→ Task objective: Repeat all entries exactly.

→ Task inputs:
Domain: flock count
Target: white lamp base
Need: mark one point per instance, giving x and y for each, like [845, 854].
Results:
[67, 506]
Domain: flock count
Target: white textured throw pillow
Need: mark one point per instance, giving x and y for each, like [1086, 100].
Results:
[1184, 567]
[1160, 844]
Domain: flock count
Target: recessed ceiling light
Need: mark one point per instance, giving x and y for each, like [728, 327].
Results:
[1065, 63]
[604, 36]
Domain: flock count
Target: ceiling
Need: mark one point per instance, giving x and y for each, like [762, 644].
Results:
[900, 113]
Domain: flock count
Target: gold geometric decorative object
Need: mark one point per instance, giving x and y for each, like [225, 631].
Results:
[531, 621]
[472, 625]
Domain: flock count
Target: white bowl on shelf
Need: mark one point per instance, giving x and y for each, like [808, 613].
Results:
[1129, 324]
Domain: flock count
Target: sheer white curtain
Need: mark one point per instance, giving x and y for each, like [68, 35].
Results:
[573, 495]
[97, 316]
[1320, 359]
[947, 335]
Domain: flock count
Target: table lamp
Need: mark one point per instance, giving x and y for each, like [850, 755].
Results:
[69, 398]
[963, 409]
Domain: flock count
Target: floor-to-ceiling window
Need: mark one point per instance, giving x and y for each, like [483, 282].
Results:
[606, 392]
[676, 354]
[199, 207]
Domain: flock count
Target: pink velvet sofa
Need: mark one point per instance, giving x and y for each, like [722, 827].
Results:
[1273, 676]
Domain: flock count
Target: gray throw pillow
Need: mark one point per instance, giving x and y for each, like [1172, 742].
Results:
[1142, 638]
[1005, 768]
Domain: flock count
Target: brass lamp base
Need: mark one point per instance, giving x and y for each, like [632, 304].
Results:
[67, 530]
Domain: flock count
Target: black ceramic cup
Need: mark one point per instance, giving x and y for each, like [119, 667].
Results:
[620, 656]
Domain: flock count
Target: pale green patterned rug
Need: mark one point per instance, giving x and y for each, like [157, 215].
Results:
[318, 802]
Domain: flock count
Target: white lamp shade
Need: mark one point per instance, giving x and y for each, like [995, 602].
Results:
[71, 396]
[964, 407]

→ Task answer:
Domain: flock count
Target: white lamp base
Need: mark one point per instance, giving x and y for each, like [845, 854].
Results:
[67, 506]
Domain: flock count
Target: white textured throw pillow
Need: mark one point per instance, giving x and y for each, like [1086, 100].
Results:
[1184, 567]
[1160, 844]
Domain: flock count
Target: recessed ceiling light
Need: mark one point per instance, giving x and y for each, like [728, 327].
Results:
[1065, 63]
[604, 36]
Domain: flock count
Target: ceiling
Need: mark one point per instance, giving x and y for each, like [762, 644].
Results:
[900, 113]
Domain: flock count
Target: gold geometric decorative object
Need: mark one point per instance, giving x and y for each, like [225, 631].
Results:
[531, 621]
[472, 625]
Domain: flock count
Target: white bowl on shelf
Need: mark one point per instance, giving x and y for each, like [808, 613].
Results:
[1129, 324]
Domain: flock count
Target: sheer white curtain
Need: mark one point per instance, giving x and y for each, like [68, 35].
Results:
[573, 495]
[97, 316]
[1320, 359]
[947, 335]
Domain: flock count
Target: table lamp
Need: mark one point per instance, giving x and y for each, like [850, 755].
Results:
[69, 398]
[963, 409]
Domain: flock count
Target: floor-to-ceiling window
Need: mark one point per instance, giving x and y for each, like [483, 282].
Results:
[606, 392]
[676, 354]
[199, 207]
Domain: flock count
Target: pink velvet sofa
Need: mark one point per instance, giving x and y for each, like [722, 827].
Results:
[1273, 676]
Domain: flock count
Target: gray throw pillow
Need: mark one point per instance, giving x and y for each, like [1172, 742].
Results:
[1142, 638]
[1005, 768]
Domain: flock count
Target: brass lamp base
Need: mark one point per instance, giving x and y for each, like [632, 304].
Results:
[67, 530]
Domain: flock count
Target: black ceramic cup
Need: mark one point per instance, giving x and y for each, like [119, 667].
Results:
[620, 656]
Domain: flock count
Target: pale green patterned rug
Need: mark one point per instance, giving x and y for each, like [157, 215].
Results:
[318, 802]
Domain: flock count
Target: white lamp shade
Need: mark one point per instance, giving x and y for each, like [995, 602].
Results:
[71, 396]
[964, 407]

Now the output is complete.